■ CONSEGNA
Riscrivi le voci che vanno dalla riga contenente "Identify the still" fino alla fine, comprese entrambe le estremità. Scambia "shoreline" con "lakeshore" e lascia tutto il resto invariato.

Voci tratte da una raccolta:
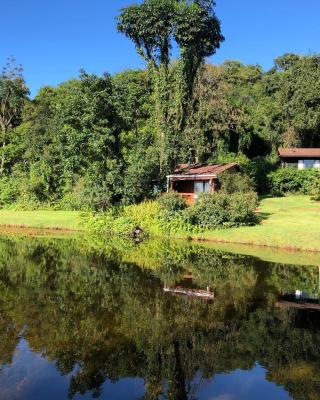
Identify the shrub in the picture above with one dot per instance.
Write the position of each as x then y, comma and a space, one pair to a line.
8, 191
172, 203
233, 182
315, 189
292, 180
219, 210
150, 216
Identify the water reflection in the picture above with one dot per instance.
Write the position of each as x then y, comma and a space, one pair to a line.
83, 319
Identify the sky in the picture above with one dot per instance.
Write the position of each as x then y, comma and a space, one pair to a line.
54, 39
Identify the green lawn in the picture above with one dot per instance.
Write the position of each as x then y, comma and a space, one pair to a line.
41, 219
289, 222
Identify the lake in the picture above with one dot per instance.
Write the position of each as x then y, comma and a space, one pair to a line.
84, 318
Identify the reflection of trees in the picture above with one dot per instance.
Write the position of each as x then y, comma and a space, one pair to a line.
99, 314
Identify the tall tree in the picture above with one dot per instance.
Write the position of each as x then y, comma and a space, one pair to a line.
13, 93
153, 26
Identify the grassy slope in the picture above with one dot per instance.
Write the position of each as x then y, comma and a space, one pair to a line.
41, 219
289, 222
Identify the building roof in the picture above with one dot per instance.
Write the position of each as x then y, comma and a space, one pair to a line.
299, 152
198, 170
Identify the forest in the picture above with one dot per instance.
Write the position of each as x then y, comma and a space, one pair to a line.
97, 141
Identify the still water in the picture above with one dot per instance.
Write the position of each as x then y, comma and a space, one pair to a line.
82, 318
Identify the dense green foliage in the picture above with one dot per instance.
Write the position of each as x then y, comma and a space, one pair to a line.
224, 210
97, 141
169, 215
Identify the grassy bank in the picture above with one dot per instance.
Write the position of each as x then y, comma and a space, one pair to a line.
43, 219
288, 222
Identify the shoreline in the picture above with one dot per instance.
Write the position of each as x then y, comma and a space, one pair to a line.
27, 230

■ RISPOSTA COMPLETA
Identify the still water in the picture above with one dot per instance.
Write the position of each as x then y, comma and a space, one pair to a line.
82, 318
Identify the dense green foliage in the picture above with one dot per instance.
Write the position of each as x then y, comma and a space, one pair to a line.
224, 210
97, 141
169, 215
Identify the grassy bank in the picture above with one dot per instance.
Write the position of each as x then y, comma and a space, one pair to a line.
43, 219
288, 222
Identify the lakeshore in the picture above with one dot per instance.
Write the position of each as x then y, comma and a space, one pair to a line.
27, 230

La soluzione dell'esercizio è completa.